[start]

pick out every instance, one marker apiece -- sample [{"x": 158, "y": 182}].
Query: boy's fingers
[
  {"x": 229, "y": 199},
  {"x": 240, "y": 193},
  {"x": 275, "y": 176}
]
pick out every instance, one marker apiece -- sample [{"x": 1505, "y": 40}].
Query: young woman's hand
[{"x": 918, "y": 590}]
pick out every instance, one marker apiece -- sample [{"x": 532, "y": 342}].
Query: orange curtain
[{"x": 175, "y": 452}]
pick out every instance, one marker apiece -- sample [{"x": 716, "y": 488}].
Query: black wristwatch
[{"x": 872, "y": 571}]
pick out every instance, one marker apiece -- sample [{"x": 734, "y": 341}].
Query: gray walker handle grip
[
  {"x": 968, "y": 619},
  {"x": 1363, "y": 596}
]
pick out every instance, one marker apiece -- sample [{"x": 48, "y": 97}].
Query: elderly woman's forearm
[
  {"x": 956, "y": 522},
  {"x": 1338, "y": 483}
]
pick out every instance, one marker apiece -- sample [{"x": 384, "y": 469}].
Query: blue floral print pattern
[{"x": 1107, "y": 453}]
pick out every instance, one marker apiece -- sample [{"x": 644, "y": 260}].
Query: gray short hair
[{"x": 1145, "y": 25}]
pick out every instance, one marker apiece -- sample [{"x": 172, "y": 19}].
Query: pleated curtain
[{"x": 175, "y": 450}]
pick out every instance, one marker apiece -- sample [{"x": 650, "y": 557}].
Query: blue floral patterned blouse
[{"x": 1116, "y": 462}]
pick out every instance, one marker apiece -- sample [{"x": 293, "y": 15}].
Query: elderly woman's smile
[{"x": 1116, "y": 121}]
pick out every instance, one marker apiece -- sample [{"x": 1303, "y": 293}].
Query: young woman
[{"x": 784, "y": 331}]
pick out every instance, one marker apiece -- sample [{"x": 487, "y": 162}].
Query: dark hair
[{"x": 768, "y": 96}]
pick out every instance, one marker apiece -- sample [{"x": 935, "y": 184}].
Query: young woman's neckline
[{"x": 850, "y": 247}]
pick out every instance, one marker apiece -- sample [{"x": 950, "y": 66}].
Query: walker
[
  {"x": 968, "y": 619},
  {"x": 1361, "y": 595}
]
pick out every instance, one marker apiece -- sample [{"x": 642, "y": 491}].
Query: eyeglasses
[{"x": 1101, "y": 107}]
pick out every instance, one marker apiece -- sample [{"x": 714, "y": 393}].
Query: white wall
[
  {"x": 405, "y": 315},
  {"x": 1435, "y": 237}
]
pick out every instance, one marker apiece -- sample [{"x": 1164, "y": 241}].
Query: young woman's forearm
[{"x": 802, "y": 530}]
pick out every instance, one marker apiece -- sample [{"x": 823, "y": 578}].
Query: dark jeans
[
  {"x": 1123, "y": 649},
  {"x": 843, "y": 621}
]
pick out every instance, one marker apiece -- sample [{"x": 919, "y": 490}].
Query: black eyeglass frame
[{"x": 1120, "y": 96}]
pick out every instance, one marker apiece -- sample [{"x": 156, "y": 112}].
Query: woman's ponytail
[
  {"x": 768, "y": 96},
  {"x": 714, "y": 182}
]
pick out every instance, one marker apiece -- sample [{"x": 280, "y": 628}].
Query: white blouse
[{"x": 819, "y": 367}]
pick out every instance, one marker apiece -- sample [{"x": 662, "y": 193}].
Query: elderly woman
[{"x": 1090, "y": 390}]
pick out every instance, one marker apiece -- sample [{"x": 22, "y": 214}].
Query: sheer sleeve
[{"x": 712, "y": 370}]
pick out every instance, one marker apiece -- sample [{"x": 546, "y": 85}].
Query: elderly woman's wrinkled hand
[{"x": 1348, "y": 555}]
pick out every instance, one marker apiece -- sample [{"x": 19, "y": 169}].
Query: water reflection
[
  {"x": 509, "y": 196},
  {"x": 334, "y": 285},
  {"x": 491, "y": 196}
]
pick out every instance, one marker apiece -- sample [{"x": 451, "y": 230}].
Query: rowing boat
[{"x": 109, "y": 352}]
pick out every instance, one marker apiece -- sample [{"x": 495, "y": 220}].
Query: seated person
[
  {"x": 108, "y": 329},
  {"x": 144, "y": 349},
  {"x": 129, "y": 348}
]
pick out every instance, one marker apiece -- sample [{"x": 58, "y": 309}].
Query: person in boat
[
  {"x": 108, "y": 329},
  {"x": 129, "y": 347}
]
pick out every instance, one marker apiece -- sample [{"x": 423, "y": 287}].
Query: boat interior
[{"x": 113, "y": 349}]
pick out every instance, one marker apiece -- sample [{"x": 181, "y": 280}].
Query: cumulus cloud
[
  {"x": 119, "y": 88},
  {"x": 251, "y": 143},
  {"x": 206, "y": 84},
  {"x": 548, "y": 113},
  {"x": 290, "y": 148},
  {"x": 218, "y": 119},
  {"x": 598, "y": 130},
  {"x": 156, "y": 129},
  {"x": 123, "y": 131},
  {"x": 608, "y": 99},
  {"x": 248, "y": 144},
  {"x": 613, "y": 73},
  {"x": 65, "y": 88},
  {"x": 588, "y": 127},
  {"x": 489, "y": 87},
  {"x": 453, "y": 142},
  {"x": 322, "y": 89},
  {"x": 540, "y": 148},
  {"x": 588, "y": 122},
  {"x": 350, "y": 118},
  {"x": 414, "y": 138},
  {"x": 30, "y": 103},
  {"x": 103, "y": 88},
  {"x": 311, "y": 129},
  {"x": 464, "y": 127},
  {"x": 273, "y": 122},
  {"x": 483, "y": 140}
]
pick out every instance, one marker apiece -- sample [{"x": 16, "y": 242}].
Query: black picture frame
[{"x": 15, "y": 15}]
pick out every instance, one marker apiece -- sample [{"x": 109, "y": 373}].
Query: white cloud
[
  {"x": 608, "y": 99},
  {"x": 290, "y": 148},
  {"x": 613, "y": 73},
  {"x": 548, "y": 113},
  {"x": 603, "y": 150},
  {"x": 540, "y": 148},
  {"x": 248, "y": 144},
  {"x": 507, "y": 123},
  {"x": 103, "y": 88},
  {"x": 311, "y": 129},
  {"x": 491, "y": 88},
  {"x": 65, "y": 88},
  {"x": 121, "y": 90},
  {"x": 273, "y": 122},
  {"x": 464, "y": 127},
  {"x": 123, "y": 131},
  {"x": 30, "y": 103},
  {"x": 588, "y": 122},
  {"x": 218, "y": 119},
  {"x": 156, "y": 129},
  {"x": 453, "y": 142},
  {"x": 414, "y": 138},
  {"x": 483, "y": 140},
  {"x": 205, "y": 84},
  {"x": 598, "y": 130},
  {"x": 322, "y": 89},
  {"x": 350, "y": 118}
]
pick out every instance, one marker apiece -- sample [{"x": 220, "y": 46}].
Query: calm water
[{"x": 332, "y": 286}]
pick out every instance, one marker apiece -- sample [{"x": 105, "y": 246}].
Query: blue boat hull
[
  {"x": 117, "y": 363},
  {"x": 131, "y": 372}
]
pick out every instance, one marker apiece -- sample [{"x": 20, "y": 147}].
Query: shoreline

[end]

**DESCRIPTION OF THE TASK:** Extract the full listing above without alteration.

**TASK RESPONSE:**
pick out every instance, one marker apiece -- sample [{"x": 158, "y": 182}].
Query: boy's fingers
[
  {"x": 229, "y": 199},
  {"x": 240, "y": 193},
  {"x": 275, "y": 176}
]
pick out every instance, one marker apiece -- sample [{"x": 1505, "y": 40}].
Query: young woman's hand
[{"x": 918, "y": 590}]
pick out every instance, one marker apiece -- sample [{"x": 532, "y": 342}].
Query: orange curtain
[{"x": 175, "y": 452}]
pick out every instance, one marker apiece -- sample [{"x": 716, "y": 488}].
Query: black wristwatch
[{"x": 872, "y": 571}]
pick out every instance, one marker apiece -- sample [{"x": 734, "y": 341}].
Query: gray walker handle grip
[
  {"x": 968, "y": 619},
  {"x": 1363, "y": 596}
]
pick out every instance, one marker apiece -- sample [{"x": 48, "y": 97}].
Query: elderly woman's forearm
[
  {"x": 956, "y": 522},
  {"x": 1338, "y": 483}
]
pick out every instance, one marker apiece -- sample [{"x": 384, "y": 469}].
Query: blue floral print pattern
[{"x": 1107, "y": 453}]
pick out every instance, one marker apiece -- sample [{"x": 644, "y": 260}].
Query: gray short hair
[{"x": 1145, "y": 25}]
pick out every instance, one marker apiece -- sample [{"x": 172, "y": 19}].
Query: pleated curtain
[{"x": 175, "y": 450}]
pick out every instance, one marker apiece -- sample [{"x": 650, "y": 557}].
Query: blue floral patterned blouse
[{"x": 1116, "y": 462}]
pick out every instance, one marker apiece -- sample [{"x": 293, "y": 15}].
Query: elderly woman's smile
[{"x": 1116, "y": 121}]
pick out every instance, one marker apiece -- sample [{"x": 1303, "y": 293}].
Query: young woman
[{"x": 784, "y": 331}]
pick out every instance, one marker apiece -- sample [{"x": 487, "y": 162}].
Query: dark hair
[{"x": 768, "y": 96}]
pick out every instance, one marker apiece -- sample [{"x": 935, "y": 184}].
Query: young woman's neckline
[{"x": 850, "y": 247}]
pick out every instance, one marker apiece -- sample [{"x": 950, "y": 66}].
Query: walker
[
  {"x": 968, "y": 619},
  {"x": 1361, "y": 595}
]
pick out every instance, one marker apiece -- sample [{"x": 642, "y": 491}].
Query: eyeglasses
[{"x": 1101, "y": 107}]
pick out every instance, one marker apiece -- sample [{"x": 714, "y": 393}].
Query: white wall
[
  {"x": 405, "y": 315},
  {"x": 1435, "y": 237}
]
pick out every instance, one marker apiece -- sample [{"x": 1164, "y": 241}].
Query: young woman's forearm
[{"x": 802, "y": 530}]
pick out every instance, one marker apiece -- sample [{"x": 823, "y": 578}].
Query: dark jeans
[
  {"x": 1123, "y": 649},
  {"x": 843, "y": 621}
]
pick out every instance, one marker apiece -- sample [{"x": 919, "y": 490}].
Query: black eyeglass frame
[{"x": 1120, "y": 96}]
pick out every instance, one marker apiece -- sample [{"x": 156, "y": 112}].
Query: woman's ponytail
[
  {"x": 768, "y": 96},
  {"x": 714, "y": 182}
]
pick out every instance, one marker apiece -- sample [{"x": 280, "y": 628}].
Query: white blouse
[{"x": 819, "y": 367}]
pick out every instance, one marker apiece -- sample [{"x": 662, "y": 193}].
Query: elderly woman
[{"x": 1090, "y": 390}]
pick out every instance, one marker apiece -- sample [{"x": 22, "y": 214}].
Query: sheer sleeve
[{"x": 712, "y": 370}]
pick out every instance, one marker apiece -- sample [{"x": 546, "y": 85}].
Query: elderly woman's wrinkled hand
[{"x": 1348, "y": 555}]
pick out every instance, one marker apiece -- sample [{"x": 19, "y": 169}].
Query: water reflection
[
  {"x": 509, "y": 196},
  {"x": 334, "y": 285},
  {"x": 491, "y": 196}
]
pick out every instance, one marker apiece -- sample [{"x": 451, "y": 230}].
Query: rowing boat
[{"x": 109, "y": 352}]
pick out every instance, one marker apiece -- sample [{"x": 495, "y": 220}].
Query: seated person
[
  {"x": 108, "y": 329},
  {"x": 144, "y": 349},
  {"x": 129, "y": 348}
]
pick out every instance, one marker apiece -- sample [{"x": 58, "y": 309}].
Query: person in boat
[
  {"x": 108, "y": 329},
  {"x": 129, "y": 347}
]
pick out every instance, one marker apiece -- sample [{"x": 423, "y": 287}].
Query: boat interior
[{"x": 113, "y": 349}]
pick out every instance, one marker apiece -- sample [{"x": 181, "y": 280}].
Query: cumulus cloud
[
  {"x": 119, "y": 88},
  {"x": 251, "y": 143},
  {"x": 206, "y": 84},
  {"x": 548, "y": 113},
  {"x": 290, "y": 148},
  {"x": 218, "y": 119},
  {"x": 598, "y": 130},
  {"x": 156, "y": 129},
  {"x": 123, "y": 131},
  {"x": 608, "y": 99},
  {"x": 248, "y": 144},
  {"x": 613, "y": 73},
  {"x": 65, "y": 88},
  {"x": 588, "y": 127},
  {"x": 489, "y": 87},
  {"x": 453, "y": 142},
  {"x": 322, "y": 89},
  {"x": 540, "y": 148},
  {"x": 588, "y": 122},
  {"x": 350, "y": 118},
  {"x": 414, "y": 138},
  {"x": 30, "y": 103},
  {"x": 103, "y": 88},
  {"x": 311, "y": 129},
  {"x": 464, "y": 127},
  {"x": 273, "y": 122},
  {"x": 483, "y": 140}
]
pick out every instance, one marker apiece -- sample [{"x": 16, "y": 242}].
Query: black picture frame
[{"x": 15, "y": 15}]
pick out every instance, one marker apiece -- sample [{"x": 109, "y": 373}].
Query: white cloud
[
  {"x": 608, "y": 99},
  {"x": 290, "y": 148},
  {"x": 613, "y": 73},
  {"x": 548, "y": 113},
  {"x": 603, "y": 150},
  {"x": 540, "y": 148},
  {"x": 248, "y": 144},
  {"x": 507, "y": 123},
  {"x": 103, "y": 88},
  {"x": 311, "y": 129},
  {"x": 491, "y": 88},
  {"x": 65, "y": 88},
  {"x": 121, "y": 90},
  {"x": 273, "y": 122},
  {"x": 464, "y": 127},
  {"x": 123, "y": 131},
  {"x": 30, "y": 103},
  {"x": 588, "y": 122},
  {"x": 218, "y": 119},
  {"x": 156, "y": 129},
  {"x": 453, "y": 142},
  {"x": 414, "y": 138},
  {"x": 483, "y": 140},
  {"x": 205, "y": 84},
  {"x": 598, "y": 130},
  {"x": 322, "y": 89},
  {"x": 350, "y": 118}
]
pick out every instance, one marker apiece -- sample [{"x": 220, "y": 46}].
Query: calm water
[{"x": 332, "y": 286}]
pick out every instance, one marker apiece -- sample [{"x": 105, "y": 246}].
Query: blue boat hull
[
  {"x": 117, "y": 363},
  {"x": 131, "y": 372}
]
pick out every instance, one marker apiece -- sample [{"x": 20, "y": 147}].
Query: shoreline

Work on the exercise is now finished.